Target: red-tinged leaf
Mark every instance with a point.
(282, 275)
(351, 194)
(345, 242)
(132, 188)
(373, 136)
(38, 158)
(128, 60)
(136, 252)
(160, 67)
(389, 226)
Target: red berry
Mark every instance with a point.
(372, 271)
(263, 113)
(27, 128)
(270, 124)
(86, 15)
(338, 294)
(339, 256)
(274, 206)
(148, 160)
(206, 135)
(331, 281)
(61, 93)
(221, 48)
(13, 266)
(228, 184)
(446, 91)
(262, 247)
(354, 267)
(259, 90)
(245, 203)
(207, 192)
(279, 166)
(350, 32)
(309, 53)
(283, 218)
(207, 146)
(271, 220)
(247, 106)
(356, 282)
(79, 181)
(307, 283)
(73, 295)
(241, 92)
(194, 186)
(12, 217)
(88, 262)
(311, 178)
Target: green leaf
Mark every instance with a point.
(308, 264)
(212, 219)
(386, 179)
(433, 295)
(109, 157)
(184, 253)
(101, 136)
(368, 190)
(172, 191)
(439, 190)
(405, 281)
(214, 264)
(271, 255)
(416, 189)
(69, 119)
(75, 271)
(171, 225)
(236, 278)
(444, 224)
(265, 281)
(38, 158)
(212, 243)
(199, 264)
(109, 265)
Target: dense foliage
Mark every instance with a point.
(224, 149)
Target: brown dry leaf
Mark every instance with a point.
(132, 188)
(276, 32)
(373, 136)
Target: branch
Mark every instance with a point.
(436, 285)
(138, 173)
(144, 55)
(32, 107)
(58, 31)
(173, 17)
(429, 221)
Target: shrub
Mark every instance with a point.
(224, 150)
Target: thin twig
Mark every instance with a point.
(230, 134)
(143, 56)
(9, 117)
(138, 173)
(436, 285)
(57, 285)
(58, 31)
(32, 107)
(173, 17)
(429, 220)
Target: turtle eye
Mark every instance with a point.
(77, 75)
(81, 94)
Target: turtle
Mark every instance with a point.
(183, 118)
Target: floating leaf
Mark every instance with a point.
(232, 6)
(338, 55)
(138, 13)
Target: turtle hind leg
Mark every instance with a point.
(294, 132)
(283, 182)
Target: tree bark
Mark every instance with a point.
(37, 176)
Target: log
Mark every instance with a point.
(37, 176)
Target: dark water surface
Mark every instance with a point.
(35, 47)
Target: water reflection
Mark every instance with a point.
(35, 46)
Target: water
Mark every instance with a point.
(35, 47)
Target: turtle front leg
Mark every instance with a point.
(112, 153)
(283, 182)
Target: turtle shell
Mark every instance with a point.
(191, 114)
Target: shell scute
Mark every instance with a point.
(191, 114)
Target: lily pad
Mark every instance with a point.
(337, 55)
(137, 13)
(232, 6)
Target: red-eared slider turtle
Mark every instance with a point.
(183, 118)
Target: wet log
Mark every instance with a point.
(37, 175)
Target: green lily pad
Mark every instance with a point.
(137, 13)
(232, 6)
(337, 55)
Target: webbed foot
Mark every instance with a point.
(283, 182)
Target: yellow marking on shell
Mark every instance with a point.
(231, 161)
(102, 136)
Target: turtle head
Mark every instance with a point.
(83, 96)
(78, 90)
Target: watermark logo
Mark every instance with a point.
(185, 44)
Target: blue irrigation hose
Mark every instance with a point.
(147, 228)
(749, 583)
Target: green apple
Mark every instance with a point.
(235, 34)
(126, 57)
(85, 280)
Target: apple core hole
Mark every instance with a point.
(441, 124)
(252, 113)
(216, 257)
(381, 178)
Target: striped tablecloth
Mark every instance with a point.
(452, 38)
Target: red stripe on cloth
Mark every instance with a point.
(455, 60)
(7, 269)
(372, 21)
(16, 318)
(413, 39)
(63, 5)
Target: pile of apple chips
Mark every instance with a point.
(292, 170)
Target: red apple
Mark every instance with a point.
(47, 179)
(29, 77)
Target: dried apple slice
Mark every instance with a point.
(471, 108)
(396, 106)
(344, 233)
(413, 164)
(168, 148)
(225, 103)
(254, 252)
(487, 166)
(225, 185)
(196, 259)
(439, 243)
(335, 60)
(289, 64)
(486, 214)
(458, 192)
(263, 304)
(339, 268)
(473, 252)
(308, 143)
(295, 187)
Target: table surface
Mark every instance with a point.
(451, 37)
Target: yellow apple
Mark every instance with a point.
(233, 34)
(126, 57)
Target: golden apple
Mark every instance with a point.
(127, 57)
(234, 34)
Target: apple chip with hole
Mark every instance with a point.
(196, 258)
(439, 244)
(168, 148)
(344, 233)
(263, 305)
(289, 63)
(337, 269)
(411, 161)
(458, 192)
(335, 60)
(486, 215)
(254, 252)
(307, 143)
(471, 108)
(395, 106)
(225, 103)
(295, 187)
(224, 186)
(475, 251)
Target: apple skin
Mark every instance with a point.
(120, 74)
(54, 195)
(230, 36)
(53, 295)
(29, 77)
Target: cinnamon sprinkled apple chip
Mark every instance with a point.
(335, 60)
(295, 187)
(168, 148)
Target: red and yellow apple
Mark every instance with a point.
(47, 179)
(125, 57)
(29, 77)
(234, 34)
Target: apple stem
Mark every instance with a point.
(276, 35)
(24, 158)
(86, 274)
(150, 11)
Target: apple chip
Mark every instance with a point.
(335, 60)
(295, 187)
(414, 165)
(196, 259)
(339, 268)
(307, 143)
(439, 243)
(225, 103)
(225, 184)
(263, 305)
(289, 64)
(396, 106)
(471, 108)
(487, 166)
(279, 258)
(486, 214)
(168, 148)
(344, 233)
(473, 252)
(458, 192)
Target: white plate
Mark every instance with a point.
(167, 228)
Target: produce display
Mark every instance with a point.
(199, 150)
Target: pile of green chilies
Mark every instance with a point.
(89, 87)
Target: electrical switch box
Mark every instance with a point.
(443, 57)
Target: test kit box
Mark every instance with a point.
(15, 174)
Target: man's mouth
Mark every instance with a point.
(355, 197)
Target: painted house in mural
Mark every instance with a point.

• Task details: Extract from the listing above the lines between the line containing "Target: table surface" and the line containing "Target: apple chip with hole", keeping both of those lines. Output nothing else.

• Task result:
Target: table surface
Mark every instance with a point.
(451, 37)
Target: yellow apple
Mark every instance with a point.
(233, 34)
(126, 57)
Target: golden apple
Mark every instance with a point.
(127, 57)
(234, 34)
Target: apple chip with hole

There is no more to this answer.